**Study questions:**
a - In the post about the prayer and the trip to treatment, what was the pulse ox reading?
b - Continue the post about the prayer and the trip to treatment from its last sentence.

A quickly answered fervent prayer

Yesterday it took three adults (Mark, Dad, Mom), one dog (unhelpful), a wheeled office chair (helpful), and lots of pauses to get me out of the house and into Mom’s waiting car. During one pause we held hands in the kitchen and Dad prayed…strength for today and hope for tomorrow.

By the time my overburdened Sherpa (Mom) and I had made it to my regular treatment chair I had risen from my wheelchair twice…once to get weighed and once to transfer from my wheelchair to regular chair. I was getting my blood pressure checked so I asked for my pulse ox. It was at 79. I was immediately given more oxygen and my nurse came down for a consult.

Mark and I had a pretty scary time this weekend not knowing what to do when I couldn’t catch my breath, my heart was racing, and I was throwing up. We were rather at a loss. Getting me to the ER seemed like quite an endeavor and we weren’t even sure what they would do there. Eventually the panic passed and I was able to breathe in bed.

**Records:**

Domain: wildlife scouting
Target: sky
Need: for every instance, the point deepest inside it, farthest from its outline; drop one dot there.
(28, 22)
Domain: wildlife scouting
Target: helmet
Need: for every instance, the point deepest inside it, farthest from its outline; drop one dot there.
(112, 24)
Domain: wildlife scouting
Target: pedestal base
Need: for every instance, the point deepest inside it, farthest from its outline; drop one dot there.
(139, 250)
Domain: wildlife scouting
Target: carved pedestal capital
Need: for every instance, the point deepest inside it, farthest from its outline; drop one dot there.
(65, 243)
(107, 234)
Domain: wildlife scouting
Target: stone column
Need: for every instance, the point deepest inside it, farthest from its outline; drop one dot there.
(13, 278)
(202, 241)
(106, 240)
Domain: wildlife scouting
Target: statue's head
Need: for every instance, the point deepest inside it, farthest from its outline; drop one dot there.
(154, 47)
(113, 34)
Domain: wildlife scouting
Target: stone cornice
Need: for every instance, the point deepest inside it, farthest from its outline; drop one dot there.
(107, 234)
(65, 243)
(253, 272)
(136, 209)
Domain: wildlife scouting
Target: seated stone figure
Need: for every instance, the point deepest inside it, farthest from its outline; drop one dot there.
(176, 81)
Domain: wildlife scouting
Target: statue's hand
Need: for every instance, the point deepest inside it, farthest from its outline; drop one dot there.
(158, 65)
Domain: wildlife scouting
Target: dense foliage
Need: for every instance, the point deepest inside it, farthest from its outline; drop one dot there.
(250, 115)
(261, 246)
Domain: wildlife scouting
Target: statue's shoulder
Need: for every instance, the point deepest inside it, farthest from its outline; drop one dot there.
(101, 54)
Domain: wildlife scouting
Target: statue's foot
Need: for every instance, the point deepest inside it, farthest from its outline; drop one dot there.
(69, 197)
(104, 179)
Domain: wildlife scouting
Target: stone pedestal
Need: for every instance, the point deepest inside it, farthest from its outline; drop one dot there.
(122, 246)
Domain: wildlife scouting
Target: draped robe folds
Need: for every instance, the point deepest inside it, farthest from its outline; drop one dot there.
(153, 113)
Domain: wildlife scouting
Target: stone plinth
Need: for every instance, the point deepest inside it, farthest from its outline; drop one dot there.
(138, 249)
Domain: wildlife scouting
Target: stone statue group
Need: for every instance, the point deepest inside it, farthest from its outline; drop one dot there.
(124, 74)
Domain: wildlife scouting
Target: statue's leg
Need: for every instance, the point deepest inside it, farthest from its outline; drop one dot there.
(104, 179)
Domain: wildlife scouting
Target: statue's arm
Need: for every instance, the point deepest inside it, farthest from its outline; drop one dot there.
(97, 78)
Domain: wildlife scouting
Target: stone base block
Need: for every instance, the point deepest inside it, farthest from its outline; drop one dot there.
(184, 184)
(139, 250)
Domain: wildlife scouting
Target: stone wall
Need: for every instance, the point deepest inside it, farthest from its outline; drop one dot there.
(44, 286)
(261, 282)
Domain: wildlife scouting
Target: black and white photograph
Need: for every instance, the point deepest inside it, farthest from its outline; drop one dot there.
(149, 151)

**Answers below:**
a - 79

b -
We told my nurse about all this and told her that my Doctor Uncle George suggested we look into palliative care. So shortly after our debriefing with my nurse, she got us a referral for a palliative consult.

This is where our prayers were answered. At the end of treatment I met Dr. Mulder who happened to be in the building and happened to have a cancellation. Dad was able to be there along with Mom and me. Dr. Mulder’s expertise is palliative care and he immediately switched my pain meds to help my breathing and my appetite. His manner was perfect. He was doctor and pastor in one. He also prescribed a steroid to help my breathing. I’m also on a bit more oxygen.

He thought I would see a difference within a week, perhaps days. This morning I came downstairs unassisted and took up residence in my favorite chair. Mom was a little floored. I have had very little gasping for breath and can walk where I need to, if slowly.

This gives me great hope that I will feel comfortable during the holidays while my new chemo gets going on those cancer cells. Thank you dearly for all of your prayers.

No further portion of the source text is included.